## Provided text

=-=-=

Prototypes are now gadgets[edit]

You can now try out the prototypes without having to install any user scripts. Just go to Special:Preferences#mw-prefsection-gadgets and scroll down to the "Testing and development" section. Be sure to uninstall any of the prototype user scripts first :) Kaldari (talk) 18:00, 8 May 2013 (UTC)

Thanks, Kaldari! For those of you who want to test these, be sure to clear your caches after you install a gadget. You will also need to send yourself a message from a separate account. As long as you don't click on the message indicator, you can switch between different gadgets and still see the new indicator.
Here are the options that Kaldari has posted so far:
  • Talk page alert prototype D1 - blue tooltip, fades out
  • Talk page alert prototype D2 - blue tooltip, dismissible
  • Talk page alert prototype E1 - orange bar, floating
  • Talk page alert prototype E2 - orange bar, docked to top
  • Talk page alert prototype E3 - orange bar, docked to bottom
  • Talk page alert prototype F2 - inline toolbar message, animated, blue highlight
Let's all evaluate their respective merits against these goals:
  • Prominence (users should be able to notice they have new messages)
  • Persistence (users should be reminded if they do not check messages)
  • Clarity (disimbiguate from other notifications)
  • Consistency (with our UI design goals and best practices)
  • Compatibility (with popular browser and skins)
We will aim to summarize our options in the next few hours, and propose some steps towards resolving this issue together in coming days. I also think that Pete's idea of getting an uninvolved and experienced community member to do the same would be helpful, towards a shared assessment of the current situation and our next steps. We also invite you to join today's IRC office hours chat at 20:00 UTC, where we can have a live discussion about our next steps.
Discussion topics will include:
  • Overall impressions about notifications tool
  • Message indicator to replace Orange Bar of Death (review different options)
We will post another update soon. Thanks for your patience throughout this process! Fabrice Florin (WMF) (talk) 18:20, 8 May 2013 (UTC)
Thanks for addressing my suggestion, Fabrice. Are there any steps you can take to reach out to somebody to review the discussion here?
At the moment I don't feel comfortable participating in the IRC discussion or evaluation of the options presented. Judging from their sharply reduced participation, I think that several other previously active participants feel the same. I believe that Oliver may not be the only one taking some kind of break from addressing the specifics, as it has been a rather tense experience. I still believe it is important to get the site back to a point where it functions in a way that is familiar to tens of thousands of users, while those few of us in this discussion get our story straight and take whatever time is needed to agree on an acceptable path forward. -Pete (talk) 18:37, 8 May 2013 (UTC)
Hi Pete, thanks for your response. I have reached out to Philippe Beaudette to get his advice on your proposal. I appreciate that we are all feeling a bit burned out by this long discussion, and understand your reasons for not participating in the IRC chat. We will aim to structure the next round of wiki discussions a bit more, to focus more on the general goals we seem to agree on (prominence, persistence, clarity, consistency and compatibility), and see if we can arrive at a solution that addresses these goals more effectively. Look forward to continuing this next discussion after we receive more guidance from neutral but experienced observers. I want to re-iterate that we are not married to any specific solution now, and want to find the solution that best meets our shared goals, regardless of our individual views. Fabrice Florin (WMF) (talk) 18:56, 8 May 2013 (UTC)

=-=-=

## Entries supplied
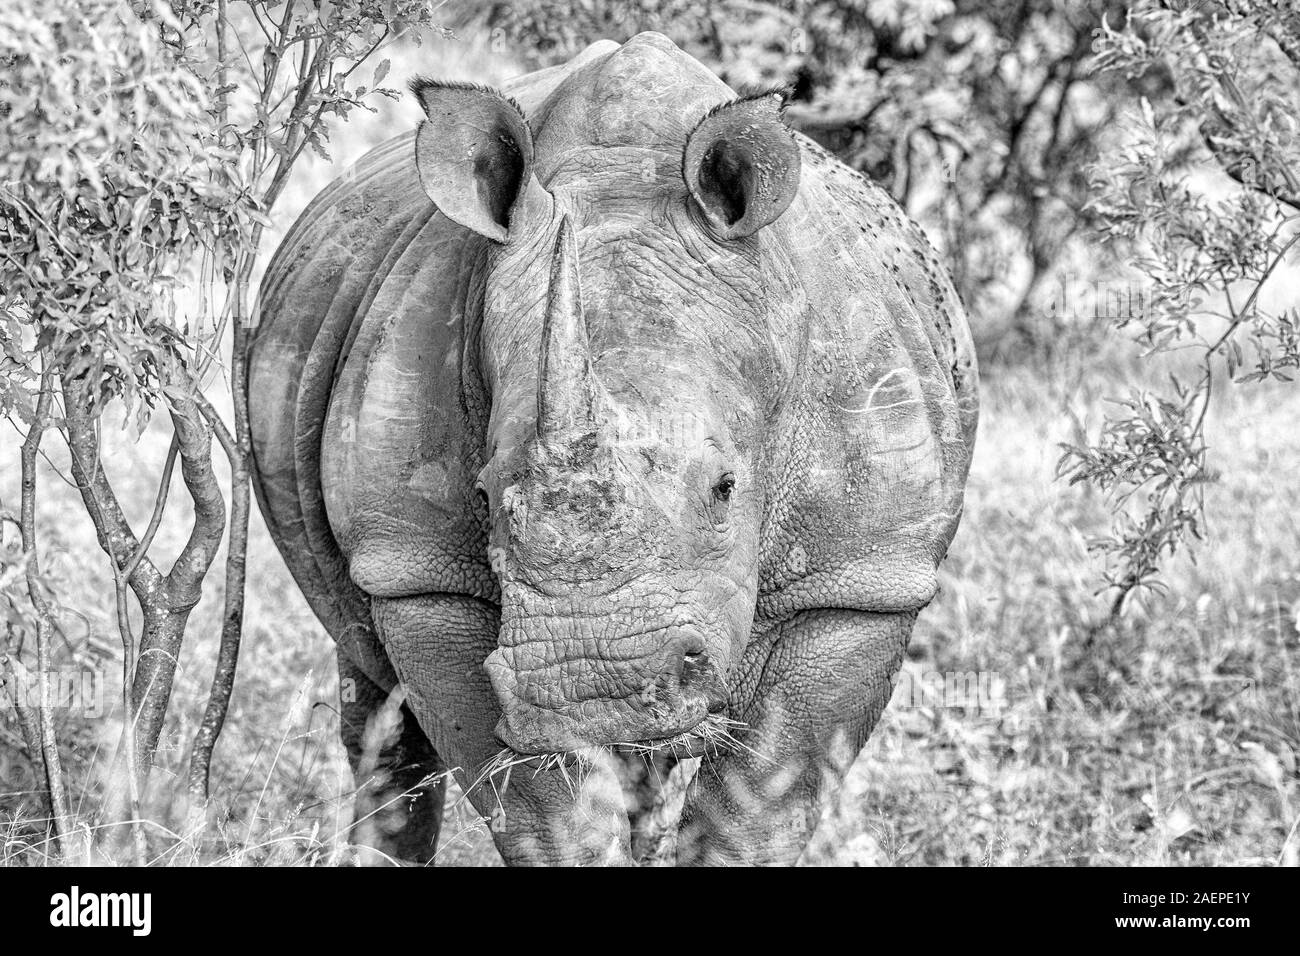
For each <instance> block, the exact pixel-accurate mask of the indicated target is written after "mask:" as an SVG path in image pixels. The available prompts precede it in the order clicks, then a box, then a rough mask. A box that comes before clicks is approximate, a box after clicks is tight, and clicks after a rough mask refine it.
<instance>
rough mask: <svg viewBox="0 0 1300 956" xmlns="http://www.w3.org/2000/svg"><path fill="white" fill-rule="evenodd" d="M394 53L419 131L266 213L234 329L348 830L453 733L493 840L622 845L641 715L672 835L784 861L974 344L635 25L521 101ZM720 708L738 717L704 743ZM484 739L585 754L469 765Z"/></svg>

=-=-=

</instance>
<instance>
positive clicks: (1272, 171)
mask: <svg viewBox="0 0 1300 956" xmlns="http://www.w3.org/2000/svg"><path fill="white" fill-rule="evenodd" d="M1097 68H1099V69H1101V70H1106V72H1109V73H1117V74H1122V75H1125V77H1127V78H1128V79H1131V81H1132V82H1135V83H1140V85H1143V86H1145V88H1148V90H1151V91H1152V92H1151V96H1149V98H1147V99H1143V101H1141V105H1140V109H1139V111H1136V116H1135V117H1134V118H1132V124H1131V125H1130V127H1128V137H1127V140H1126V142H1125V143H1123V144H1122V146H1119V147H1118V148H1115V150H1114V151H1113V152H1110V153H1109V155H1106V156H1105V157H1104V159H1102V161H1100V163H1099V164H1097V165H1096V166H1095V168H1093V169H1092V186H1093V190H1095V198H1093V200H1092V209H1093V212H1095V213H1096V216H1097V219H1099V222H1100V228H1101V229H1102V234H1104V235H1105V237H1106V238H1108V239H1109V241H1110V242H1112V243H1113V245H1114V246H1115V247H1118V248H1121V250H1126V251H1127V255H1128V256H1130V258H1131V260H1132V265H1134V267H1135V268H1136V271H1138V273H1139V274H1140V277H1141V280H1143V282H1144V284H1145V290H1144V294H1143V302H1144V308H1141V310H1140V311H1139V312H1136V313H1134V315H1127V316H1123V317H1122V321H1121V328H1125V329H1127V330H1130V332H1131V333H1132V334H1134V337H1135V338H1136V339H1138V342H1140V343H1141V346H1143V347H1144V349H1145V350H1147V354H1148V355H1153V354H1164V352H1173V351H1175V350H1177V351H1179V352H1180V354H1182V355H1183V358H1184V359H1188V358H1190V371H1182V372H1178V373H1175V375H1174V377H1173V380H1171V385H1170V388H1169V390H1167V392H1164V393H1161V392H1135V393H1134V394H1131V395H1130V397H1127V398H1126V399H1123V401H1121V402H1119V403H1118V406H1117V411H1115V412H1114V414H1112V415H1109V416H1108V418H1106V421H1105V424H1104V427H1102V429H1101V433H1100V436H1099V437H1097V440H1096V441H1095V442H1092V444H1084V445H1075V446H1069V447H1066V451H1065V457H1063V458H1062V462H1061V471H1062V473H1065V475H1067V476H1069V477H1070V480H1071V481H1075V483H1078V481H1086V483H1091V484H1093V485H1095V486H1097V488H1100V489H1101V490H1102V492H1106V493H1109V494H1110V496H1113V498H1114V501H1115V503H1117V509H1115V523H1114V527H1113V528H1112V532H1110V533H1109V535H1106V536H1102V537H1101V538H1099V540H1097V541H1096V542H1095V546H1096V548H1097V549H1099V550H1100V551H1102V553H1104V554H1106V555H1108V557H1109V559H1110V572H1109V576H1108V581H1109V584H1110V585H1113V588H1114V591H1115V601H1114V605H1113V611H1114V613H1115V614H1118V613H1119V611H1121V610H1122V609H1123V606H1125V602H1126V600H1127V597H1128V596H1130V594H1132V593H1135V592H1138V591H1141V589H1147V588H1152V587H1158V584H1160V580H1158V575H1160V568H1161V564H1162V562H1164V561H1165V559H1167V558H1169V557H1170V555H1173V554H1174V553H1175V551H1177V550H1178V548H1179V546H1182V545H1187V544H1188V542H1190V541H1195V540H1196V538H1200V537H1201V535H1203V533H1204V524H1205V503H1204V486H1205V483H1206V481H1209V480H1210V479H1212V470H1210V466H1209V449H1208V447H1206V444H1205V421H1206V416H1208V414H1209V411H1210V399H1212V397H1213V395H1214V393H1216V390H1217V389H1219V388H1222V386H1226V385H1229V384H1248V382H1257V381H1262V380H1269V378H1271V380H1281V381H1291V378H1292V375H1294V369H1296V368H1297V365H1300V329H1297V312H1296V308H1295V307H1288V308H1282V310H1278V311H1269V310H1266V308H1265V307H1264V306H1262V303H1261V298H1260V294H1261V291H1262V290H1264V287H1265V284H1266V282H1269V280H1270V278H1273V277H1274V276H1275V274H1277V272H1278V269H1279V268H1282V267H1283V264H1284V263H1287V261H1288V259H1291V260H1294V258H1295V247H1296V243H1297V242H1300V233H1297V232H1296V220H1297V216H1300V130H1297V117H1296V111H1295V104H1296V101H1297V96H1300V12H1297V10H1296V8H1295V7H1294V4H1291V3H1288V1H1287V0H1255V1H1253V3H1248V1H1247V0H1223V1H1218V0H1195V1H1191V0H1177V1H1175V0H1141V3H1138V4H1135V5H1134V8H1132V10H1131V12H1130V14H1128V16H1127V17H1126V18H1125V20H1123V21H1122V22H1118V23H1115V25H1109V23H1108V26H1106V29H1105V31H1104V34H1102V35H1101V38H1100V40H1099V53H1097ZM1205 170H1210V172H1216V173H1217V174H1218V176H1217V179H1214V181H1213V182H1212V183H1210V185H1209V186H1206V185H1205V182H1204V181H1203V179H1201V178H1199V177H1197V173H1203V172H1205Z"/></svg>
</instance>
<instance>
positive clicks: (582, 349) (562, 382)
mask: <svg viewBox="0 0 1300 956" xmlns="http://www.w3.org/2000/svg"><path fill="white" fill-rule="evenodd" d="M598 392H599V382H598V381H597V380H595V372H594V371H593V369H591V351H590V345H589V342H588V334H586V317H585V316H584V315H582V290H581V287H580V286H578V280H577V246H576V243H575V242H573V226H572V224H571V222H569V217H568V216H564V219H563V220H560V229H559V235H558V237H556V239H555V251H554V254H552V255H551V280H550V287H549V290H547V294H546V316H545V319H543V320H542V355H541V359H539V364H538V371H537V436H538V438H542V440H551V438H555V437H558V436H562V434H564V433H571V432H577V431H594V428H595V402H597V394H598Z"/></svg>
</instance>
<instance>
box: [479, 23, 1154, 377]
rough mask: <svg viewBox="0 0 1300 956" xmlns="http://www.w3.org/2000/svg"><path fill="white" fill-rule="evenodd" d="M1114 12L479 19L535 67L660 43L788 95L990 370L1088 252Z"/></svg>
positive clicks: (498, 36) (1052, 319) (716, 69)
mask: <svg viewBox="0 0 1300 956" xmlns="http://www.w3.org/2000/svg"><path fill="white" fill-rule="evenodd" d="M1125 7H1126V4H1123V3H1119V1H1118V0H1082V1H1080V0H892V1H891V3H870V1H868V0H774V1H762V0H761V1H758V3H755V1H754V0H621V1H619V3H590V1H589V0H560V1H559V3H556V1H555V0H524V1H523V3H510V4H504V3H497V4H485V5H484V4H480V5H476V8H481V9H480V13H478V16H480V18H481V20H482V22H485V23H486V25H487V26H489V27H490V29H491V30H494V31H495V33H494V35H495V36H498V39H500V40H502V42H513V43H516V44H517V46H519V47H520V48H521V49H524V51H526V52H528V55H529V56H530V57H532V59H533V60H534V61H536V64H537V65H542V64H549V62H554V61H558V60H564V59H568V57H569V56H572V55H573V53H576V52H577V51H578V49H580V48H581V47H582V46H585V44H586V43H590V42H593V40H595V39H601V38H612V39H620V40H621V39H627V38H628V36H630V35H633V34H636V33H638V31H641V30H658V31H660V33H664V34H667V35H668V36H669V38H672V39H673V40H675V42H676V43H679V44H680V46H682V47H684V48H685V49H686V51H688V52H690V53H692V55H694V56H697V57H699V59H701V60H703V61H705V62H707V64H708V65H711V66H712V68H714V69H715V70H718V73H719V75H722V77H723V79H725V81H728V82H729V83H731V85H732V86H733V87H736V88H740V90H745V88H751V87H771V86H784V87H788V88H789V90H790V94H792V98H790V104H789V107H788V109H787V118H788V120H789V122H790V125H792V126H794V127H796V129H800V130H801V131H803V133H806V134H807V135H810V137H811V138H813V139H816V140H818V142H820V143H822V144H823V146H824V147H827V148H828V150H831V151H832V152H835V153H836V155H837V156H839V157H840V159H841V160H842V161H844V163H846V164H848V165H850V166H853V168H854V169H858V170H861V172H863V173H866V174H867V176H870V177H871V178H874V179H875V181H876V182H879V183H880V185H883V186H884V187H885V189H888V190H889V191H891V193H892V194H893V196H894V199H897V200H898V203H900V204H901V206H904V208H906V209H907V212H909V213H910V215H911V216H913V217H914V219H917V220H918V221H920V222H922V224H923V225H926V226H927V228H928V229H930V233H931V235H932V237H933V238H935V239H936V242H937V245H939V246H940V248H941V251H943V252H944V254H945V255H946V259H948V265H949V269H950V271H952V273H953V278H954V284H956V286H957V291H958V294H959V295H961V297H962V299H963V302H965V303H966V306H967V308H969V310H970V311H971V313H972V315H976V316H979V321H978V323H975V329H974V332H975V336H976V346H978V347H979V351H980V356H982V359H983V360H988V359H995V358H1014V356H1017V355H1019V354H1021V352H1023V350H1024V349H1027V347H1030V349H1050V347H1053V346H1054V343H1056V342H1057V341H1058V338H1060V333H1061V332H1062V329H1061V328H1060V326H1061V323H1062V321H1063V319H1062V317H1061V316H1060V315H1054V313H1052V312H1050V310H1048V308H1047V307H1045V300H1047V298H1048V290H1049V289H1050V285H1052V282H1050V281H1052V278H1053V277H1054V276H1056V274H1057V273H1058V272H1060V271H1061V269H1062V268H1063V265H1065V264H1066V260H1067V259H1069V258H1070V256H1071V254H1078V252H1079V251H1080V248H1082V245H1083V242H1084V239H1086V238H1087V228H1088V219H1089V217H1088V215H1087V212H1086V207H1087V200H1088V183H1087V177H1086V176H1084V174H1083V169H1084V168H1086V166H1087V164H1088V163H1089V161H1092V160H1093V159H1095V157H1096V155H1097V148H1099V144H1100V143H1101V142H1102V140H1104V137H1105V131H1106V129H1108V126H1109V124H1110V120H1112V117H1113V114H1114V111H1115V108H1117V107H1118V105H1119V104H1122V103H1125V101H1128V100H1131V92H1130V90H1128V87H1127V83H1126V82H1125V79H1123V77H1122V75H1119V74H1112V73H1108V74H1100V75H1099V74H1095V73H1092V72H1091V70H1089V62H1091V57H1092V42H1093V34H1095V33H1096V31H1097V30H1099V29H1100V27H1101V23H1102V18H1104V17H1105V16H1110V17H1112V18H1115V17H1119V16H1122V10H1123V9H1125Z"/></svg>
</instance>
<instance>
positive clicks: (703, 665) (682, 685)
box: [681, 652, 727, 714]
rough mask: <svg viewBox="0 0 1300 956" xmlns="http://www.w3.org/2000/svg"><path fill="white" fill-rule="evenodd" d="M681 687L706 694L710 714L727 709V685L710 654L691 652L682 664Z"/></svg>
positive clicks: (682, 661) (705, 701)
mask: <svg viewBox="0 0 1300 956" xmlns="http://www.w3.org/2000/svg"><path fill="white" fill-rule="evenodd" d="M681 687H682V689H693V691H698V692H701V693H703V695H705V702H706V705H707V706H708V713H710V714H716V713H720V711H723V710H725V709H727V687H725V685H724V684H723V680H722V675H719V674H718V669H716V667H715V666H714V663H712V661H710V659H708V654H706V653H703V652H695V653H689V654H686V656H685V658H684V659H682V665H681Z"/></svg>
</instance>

=-=-=

## Exercises to complete
(1) Recast the paragraph beginning "At the moment I don't feel comfortable" from the talk page discussion as a short bulleted list that keeps its main points.
(2) Pick up the talk page discussion about the message indicator prototypes after Fabrice Florin's last comment, and write the next reply.
The records have nothing to do with this work.

## Results by task
(1)
- The writer is not comfortable taking part in the IRC discussion or in evaluating the options.
- Judging from their sharply reduced participation, several other previously active participants seem to feel the same.
- Oliver may not be the only one taking a break from the specifics, since the experience has been tense.
- The writer still thinks the site should first return to functioning in a way familiar to tens of thousands of users.
- Meanwhile, the few people in the discussion can take whatever time is needed to agree on an acceptable path forward.

(2)
The refusal to restore the orange bar, as a temporary measure, while we calmly discuss alternatives, with no time pressure, is the worst case of clear consensus being ignored that I have seen in ten years as an editor. It shouldn't need an independent reviewer to point that consensus out. Andy Mabbett (Pigsonthewing); Talk to Andy; Andy's edits 19:11, 8 May 2013 (UTC)
I endorse what Andy said. I'm curious--presumably any dev could restore it if they wanted it, and not all of them work for the foundation. DGG ( talk ) 19:15, 8 May 2013 (UTC)
I agree, it shouldn't need anything special to establish this basic point. But the fact remains that nobody from the Editor Engagement Team has acknowledged/asserted that there was a decision to ignore clear consensus. As long as there's disagreement on that point, we're going to have a really hard time doing anything about improving the software without getting a lot of people upset. I think it's important to have a clear agreement from all sides on what has happened, including why the EE Team considers itself empowered to make that decision. Do you have any suggestions about how to get there? I'd be willing to read the analysis of a qualified and independent Wikipedian, which might help my own understanding of what has happened; and it sounds like Fabrice is willing to, as well. To me, that seems like a strong step in the right direction. -Pete (talk) 20:44, 8 May 2013 (UTC)

Alright, having tried them again my money's still on E; specifically, in order, E3, E1, E2 (though the text for the "docked" versions should be black, not white). E1 is too messy/hidden up there with the logo and stuff. D and F aren't noticeable enough. And, again, I am concerned about the JavaScript aspect—but I'll limit my comments to the options provided. Ignatzmicetalk 19:00, 8 May 2013 (UTC)

I have not gone away, but I am not going to comment on options until we reverse the basic error, because to do so gives some degree of legitimacy to the procedure. Possibly others feel similarly & have stopped commenting--or perhaps they have stopped in disgust at the unresponsiveness of the people who made the change. DGG ( talk ) 23:08, 8 May 2013 (UTC)
+1. (a) this whole thing has become just too depressing that I want to be involved any further right now and (b) I've no idea to what extent my input to this process would be valued and (c) the discussion has become a bit messy and unstructured. The initial page laying out the prototypes was very well laid out, but now it's wandered off into IRC and messy free-flowing comments and I don't know what. Mostly (a) though.Rd232 talk 23:31, 8 May 2013 (UTC)
Once again, G is left out. If G is not an option, take it off the fucking page. --OnoremDil 23:13, 8 May 2013 (UTC)

Quick update[edit]

I'm happy to report that we had a very productive conversation in today's office hours chat on IRC about the new message indicator. Many thanks to community members who joined this discussion -- especially Edokter and Ignatz, who made some invaluable contributions to move this project forward (see this more complete update).

Together, we reviewed proposed designs for message indicators, and discussed how each option serves our goals (prominence, persistency, clarity, consistency and compatibility). We then brainstormed a new version combining the best of options E and F -- using the orange background from E and the navbar integration from F, as shown below (see this full screenshot).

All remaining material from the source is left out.